In dem knapp halbstündigen veröffentlichten Abschnitt des Treffens ging es um zwei Dinge: die Mobilisierung der Maras gegen die FMLN in der kommenden Stichwahl und eine von den Maras in Aussicht gestellte "Stabilität". Ein Mara-Sprecher sagte: "Stabilität, falls Sie gewinnen, und wir wünschen Stabilität, falls Sie gewinnen. Einverstanden? Gefällt Ihnen eine Stabilität für die nächsten fünf Jahre? Gut. Hier sind unsere Punkte, und wir möchten, dass sie diskutiert, umgesetzt werden. Der Moment wird kommen, wo der Minister, den Sie einsetzen, uns sagt: 'Also, Hurensöhne, ich möchte diese Scheiße so und so reduzieren' – 'Ah, ok, packen wir’s an!' – und wir einigen uns und arbeiten zusammen. Dies für die nächsten fünf Jahre."

Die soziale Basis der Maras – primär von neuem Reichtum profitierende Familienmitglieder – soll landesweit 300.000 Menschen umfassen. Wahlrelevant ist weiter, dass in manchen Armenvierteln viele Menschen die Banden als faktische Autorität wahrnehmen.

Muyshondt hatte sich jahrelang als scharfer Kritiker der bezüglich Maras "unfähigen", wenn nicht gar mit ihnen unter einer Decke steckenden FMLN-Regierung profiliert. Im "Dialog" mit den Maras sagte er: "Was halten Sie von Facundo Guardado? Norman sieht ihn als Sicherheitsminister". Muyshondt bezog sich auch auf frühere Treffen, mutmaßlich folgten weitere. Auch wenn dies aus dem Mitschnitt nicht ersichtlich wird, ist anzunehmen, dass das Gegenstück einer "Stabilität, falls sie gewinnen" die Destabilisierung einer FMLN-Regierung ist: Morde wie die an den Stromarbeitern, welche die Bevölkerung erschüttern, passen in den rechten Diskurs vom "gescheiterten Staat", den nur eine "starke Hand" mit US-Unterstützung retten könne.

◆ **Gegebene Daten**:
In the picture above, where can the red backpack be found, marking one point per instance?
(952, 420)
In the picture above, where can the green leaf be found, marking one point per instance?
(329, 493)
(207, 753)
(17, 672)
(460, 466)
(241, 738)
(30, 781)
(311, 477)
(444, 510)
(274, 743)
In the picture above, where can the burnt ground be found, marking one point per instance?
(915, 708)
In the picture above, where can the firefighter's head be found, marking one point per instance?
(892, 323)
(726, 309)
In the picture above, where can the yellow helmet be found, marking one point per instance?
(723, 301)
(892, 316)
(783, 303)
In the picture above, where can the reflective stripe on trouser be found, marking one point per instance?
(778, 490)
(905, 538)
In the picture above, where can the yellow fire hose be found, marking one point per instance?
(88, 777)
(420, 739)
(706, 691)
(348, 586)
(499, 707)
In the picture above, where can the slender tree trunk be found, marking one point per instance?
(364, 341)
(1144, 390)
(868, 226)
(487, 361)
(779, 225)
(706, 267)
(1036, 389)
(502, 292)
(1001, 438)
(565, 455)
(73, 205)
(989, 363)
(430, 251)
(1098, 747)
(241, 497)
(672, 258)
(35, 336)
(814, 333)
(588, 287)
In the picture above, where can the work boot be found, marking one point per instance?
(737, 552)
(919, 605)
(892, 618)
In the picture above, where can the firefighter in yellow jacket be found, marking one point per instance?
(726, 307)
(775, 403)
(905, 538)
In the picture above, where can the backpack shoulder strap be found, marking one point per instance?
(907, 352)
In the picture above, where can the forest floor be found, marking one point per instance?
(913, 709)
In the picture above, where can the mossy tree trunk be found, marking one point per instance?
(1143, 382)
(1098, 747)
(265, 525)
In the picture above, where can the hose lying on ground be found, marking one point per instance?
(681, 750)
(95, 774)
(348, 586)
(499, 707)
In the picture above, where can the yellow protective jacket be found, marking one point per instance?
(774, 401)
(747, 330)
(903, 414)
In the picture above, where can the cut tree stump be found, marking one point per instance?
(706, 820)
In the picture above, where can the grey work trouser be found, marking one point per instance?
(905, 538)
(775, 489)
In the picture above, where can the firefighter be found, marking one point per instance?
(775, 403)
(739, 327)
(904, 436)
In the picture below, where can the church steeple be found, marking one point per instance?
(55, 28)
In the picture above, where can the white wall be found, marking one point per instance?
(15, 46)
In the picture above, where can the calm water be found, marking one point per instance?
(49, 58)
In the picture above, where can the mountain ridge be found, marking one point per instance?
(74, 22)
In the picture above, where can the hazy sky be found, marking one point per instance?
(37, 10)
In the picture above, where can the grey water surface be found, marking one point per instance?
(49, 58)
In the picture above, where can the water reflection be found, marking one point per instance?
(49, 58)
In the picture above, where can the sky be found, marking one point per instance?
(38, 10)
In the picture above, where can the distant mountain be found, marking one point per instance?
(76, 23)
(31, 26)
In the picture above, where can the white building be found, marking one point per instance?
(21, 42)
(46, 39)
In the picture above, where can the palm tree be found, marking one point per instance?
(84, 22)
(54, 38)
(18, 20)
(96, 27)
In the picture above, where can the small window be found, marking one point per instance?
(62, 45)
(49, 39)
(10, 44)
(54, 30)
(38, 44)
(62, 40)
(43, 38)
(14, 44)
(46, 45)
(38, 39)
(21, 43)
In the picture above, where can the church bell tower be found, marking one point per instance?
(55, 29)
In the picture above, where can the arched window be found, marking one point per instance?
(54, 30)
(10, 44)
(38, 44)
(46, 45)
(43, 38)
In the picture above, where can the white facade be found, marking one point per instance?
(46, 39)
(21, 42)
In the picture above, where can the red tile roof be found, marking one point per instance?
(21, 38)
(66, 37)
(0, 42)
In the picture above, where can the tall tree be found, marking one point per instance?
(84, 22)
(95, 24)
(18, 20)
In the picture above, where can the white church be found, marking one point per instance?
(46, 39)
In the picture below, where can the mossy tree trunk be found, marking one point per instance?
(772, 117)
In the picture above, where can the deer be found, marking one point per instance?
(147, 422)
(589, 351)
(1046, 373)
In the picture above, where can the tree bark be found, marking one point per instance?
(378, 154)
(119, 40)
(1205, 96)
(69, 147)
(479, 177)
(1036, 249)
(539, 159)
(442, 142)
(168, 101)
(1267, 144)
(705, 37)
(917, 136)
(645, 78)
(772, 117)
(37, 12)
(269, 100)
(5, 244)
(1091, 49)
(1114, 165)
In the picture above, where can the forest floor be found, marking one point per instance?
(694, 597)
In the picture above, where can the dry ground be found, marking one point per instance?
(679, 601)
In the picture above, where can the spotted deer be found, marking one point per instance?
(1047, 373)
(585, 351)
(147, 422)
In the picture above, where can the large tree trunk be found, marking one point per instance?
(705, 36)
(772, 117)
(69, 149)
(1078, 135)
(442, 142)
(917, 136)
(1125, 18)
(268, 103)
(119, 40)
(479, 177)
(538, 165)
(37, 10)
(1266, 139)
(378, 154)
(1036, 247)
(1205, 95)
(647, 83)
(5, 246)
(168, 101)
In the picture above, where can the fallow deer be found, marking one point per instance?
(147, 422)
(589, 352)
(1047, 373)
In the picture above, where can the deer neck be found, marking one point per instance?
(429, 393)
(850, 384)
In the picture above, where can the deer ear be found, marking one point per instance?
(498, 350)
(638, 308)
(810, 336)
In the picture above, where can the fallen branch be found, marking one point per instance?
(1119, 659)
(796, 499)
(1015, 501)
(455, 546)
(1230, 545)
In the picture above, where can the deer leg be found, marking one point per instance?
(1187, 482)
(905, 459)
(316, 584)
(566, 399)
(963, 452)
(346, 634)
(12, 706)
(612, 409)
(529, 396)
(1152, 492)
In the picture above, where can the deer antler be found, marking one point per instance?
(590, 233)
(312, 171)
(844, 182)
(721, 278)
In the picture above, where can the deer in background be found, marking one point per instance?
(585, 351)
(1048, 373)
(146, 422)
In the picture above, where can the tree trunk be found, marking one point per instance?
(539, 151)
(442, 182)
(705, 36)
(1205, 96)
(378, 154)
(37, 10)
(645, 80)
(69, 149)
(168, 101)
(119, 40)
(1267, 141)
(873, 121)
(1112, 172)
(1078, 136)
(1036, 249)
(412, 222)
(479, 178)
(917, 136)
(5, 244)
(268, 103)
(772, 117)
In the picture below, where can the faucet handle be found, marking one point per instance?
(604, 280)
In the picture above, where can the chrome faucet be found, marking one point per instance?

◆ **Arbeitsaufträge**:
• A. Warum passen Morde wie die an den Stromarbeitern laut dem Quellenauszug in den rechten Diskurs vom "gescheiterten Staat"? Antworten Sie in ein bis drei Sätzen.
• B. Ermitteln Sie jede Zeile, in der das Wort "jacket" vorkommt, und schreiben Sie diese Zeilen ab.
Der Quellenauszug und die Zeilen haben inhaltlich nichts miteinander zu tun.

◆ **Lösungen**:
• A. Solche Morde erschüttern die Bevölkerung. Damit stützen sie den rechten Diskurs, nach dem nur eine "starke Hand" mit US-Unterstützung den Staat noch retten könne.

• B.
In the picture above, where can the firefighter in yellow jacket be found, marking one point per instance?
In the picture above, where can the yellow protective jacket be found, marking one point per instance?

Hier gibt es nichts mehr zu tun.